> **EXERCISE OBJECTIVE**: From the patch below, list every file named in its Solution section.

> **PAGE**:
··········

From 2d5d18c020201f3b65b6720b1493c90e179e1b81 Mon Sep 17 00:00:00 2001
From: Csongor Czezar <44126075+csongorczezar@users.noreply.github.com>
Date: Sat, 10 Jan 2026 22:09:18 -0800
Subject: [PATCH] feat: improved playwright comment format (#7882)
MIME-Version: 1.0
Content-Type: text/plain; charset=UTF-8
Content-Transfer-Encoding: 8bit

### Description
Improve Playwright PR comment format

### Problem
The current Playwright PR comment format is verbose and doesn't provide
easy access to failing test details.
Developers need to navigate multiple levels deep to:
Find which tests failed
Access test source code
View trace files for debugging
This makes debugging test failures tedious and time-consuming.

### Solution
Improved the Playwright PR comment format to be concise and actionable
by:
Modified extract-playwright-counts.ts to extract detailed failure
information from Playwright JSON reports including test names, file
paths, and trace URLs
Updated pr-playwright-deploy-and-comment.sh to generate concise comments
with failed tests listed upfront
Modified ci-tests-e2e.yaml to pass GITHUB_SHA for source code links
Modified ci-tests-e2e-forks.yaml to pass GITHUB_SHA for forked PR
workflow

**Before:**
Large multi-section layout with emoji-heavy headers
Summary section listing all counts vertically
Browser results displayed prominently with detailed counts
Failed test details only accessible through report links
No direct links to test source code or traces

**After:**
Concise single-line header with status
Single-line summary: "X passed, Y failed, Z flaky, W skipped (Total: N)"

··········

Stored entries
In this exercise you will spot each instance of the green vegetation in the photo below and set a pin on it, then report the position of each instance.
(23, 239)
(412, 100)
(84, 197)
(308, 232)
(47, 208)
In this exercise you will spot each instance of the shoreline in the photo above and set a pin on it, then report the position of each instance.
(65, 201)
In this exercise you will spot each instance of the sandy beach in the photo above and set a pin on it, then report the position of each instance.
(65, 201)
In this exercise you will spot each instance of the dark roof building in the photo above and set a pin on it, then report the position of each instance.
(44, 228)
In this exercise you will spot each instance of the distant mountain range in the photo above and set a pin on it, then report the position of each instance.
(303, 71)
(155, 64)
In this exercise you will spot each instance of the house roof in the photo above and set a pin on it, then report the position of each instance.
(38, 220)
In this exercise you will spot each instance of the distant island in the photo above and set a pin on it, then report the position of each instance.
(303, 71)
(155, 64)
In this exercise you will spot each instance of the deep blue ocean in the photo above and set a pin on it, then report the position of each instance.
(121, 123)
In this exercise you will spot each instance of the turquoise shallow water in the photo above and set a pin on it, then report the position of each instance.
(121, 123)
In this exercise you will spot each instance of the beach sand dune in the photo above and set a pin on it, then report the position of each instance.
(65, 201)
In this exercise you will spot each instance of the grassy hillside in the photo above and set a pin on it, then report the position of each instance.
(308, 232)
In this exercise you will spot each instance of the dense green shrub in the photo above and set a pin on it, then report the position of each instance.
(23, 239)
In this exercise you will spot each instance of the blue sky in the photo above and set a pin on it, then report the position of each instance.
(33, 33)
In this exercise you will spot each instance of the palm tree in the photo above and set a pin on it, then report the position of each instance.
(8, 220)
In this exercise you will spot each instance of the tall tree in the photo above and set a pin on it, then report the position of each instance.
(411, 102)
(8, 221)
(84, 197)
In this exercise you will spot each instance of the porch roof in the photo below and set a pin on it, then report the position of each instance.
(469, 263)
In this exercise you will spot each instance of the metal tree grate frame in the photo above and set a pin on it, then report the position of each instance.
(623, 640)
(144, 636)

··········

> **RESULT**:
extract-playwright-counts.ts
pr-playwright-deploy-and-comment.sh
ci-tests-e2e.yaml
ci-tests-e2e-forks.yaml